Sigorta Gazetesi

Ekonomik belirsizlikte kredi ve kefalet sigortaları

Ticari alacak sigortası (TCI) ve kefalet sigortaları 2022’de 33 milyar dolarlık prim hacmine ulaştı. Son 20 yılda ticari alacak sigortası ve kefalet sigortaları yıllı ortalama yüzde 5-6 civarında büyüyor. Ancak ekonomideki belirsizlik sigorta şirketlerini sıkıntıya sokuyor. İnşaat firmaları yüksek faiz oranları, yüksek ücret ve hammadde enflasyonu ve işgücü kıtlığıyla mücadele ederken; kefalet şirketleri de baskı altında kalıyor.

Ticari alacak sigortası (TCI) ve kefalet sigortaları 2022’de 33 milyar dolarlık prim hacmine ulaştı. Swiss Re, ‘Ekonomik belirsizlik çağında kredi ve kefalet sigortaları’ başlığı altında bir makale yayınladı. Makalede, ticari alacak sigortası (TCI) ve kefalet sigortalarının, işletmelere ticaret yaparken, kamu kurumlarına ise inşaat yatırımı yaparken güven vererek reel ekonomiyi desteklediği belirtilirken, TCI ve kefalet teminatlarının 2022’de toplam 33 milyar ABD doları tutarında küresel prim üretti vurgulandı.

Bu üretim, toplam Mülk ve Kaza (P&C) sigortası prim hacminin yüzde 1-2’sini denk geliyor. Buna karşın son 20 yılda ticari alacak sigortası (TCI) ve kefalet sigortaları yıllı ortalama yüzde 5-6 civarında büyüyor. Bu büyüme genel mülk ve kaza sigortalarının büyümesinden daha yüksek ve dünya gayri safi yurt içi hasıla (GSYH) büyümesine (%5,5) paralel. Makaleden özetle çarpıcı başlıklar şöyle.

★ ★ ★ ★ ★ ★ ★

» **Etkinlik A**
Kredi ve kefalet sigortaları yazısından bir bölümü harfi harfine yineleyin. "Bu üretim, toplam" sözcüklerinin geçtiği yerden başlayın ve "çarpıcı başlıklar şöyle." sözcüklerinden sonra durun.
» **Etkinlik B**
Kredi ve kefalet sigortaları yazısını kaldığı yerden sürdürün.

★ ★ ★ ★ ★ ★ ★

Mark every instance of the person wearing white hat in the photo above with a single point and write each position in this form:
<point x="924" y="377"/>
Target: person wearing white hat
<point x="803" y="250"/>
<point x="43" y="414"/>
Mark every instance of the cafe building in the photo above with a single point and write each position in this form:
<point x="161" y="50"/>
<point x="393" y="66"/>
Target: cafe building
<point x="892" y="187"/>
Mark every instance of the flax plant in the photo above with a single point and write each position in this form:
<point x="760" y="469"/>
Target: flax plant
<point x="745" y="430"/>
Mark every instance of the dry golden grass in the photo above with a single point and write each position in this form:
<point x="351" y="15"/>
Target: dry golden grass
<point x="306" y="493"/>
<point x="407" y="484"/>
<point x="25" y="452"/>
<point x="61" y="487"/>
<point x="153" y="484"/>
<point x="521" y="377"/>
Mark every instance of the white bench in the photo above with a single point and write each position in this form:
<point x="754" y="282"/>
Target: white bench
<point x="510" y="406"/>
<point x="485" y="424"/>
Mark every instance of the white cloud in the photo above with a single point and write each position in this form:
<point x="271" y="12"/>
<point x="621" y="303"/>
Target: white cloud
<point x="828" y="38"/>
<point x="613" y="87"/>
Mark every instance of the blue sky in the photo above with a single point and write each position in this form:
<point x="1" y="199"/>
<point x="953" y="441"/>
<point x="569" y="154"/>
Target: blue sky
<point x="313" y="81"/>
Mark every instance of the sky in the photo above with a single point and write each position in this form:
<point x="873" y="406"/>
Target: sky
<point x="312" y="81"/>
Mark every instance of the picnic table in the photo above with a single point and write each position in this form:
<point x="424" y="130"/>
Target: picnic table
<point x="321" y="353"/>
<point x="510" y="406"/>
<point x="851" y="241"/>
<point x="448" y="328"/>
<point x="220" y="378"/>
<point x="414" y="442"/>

★ ★ ★ ★ ★ ★ ★

» **Sonuç A**
Bu üretim, toplam Mülk ve Kaza (P&C) sigortası prim hacminin yüzde 1-2’sini denk geliyor. Buna karşın son 20 yılda ticari alacak sigortası (TCI) ve kefalet sigortaları yıllı ortalama yüzde 5-6 civarında büyüyor. Bu büyüme genel mülk ve kaza sigortalarının büyümesinden daha yüksek ve dünya gayri safi yurt içi hasıla (GSYH) büyümesine (%5,5) paralel. Makaleden özetle çarpıcı başlıklar şöyle.

» **Sonuç B**
TİCARİ İFLASLARA KARŞI KORUMA

Ticari alacak sigortası hem prim hacimleri hem de hasar oranları açısında küresel ticaret akışları ve ticari iflaslardaki eğilimlerle güçlü şekilde bağlantılıdır. Kefaletin en büyük segmenti olan sözleşme kefaletindeki prim hacimleri, inşaat faaliyetlerinden ve altyapıya yapılan kamu yatırımlarından kaynaklanmaktadır ve dolayısıyla daha az etkilenir. Kefalet talepleri, özellikle inşaat sektöründe genel ekonomik koşullardaki bozulmadan kaynaklanabilmektedir.

Hem TCI hem de kefalet ticari iflaslara karşı koruma sağlıyor. Temerrüt olasılığı ve bunun ekonomik ve ticari aktivite, enflasyon ve faiz oranları gibi tüm etkenleri, segmentler için temel göstergelerdir. TCI, bir ürünün satıcısını alıcının temerrüde düşmesine karşı koruyarak işletmelerin kredi riskini yönetmesine yardımcı olur. Genellikle uluslararası mal ticaretini kapsamakta ve dolayısıyla küresel tedarik zincirlerini desteklemektedir. Üretim, tedarik zincirleri ve ticaretteki eğilimler çok önemlidir. Sözleşme kefaleti, yükleniciye performans garantisi sağlayarak kamu altyapı projelerinin tamamlanmasına destek olur.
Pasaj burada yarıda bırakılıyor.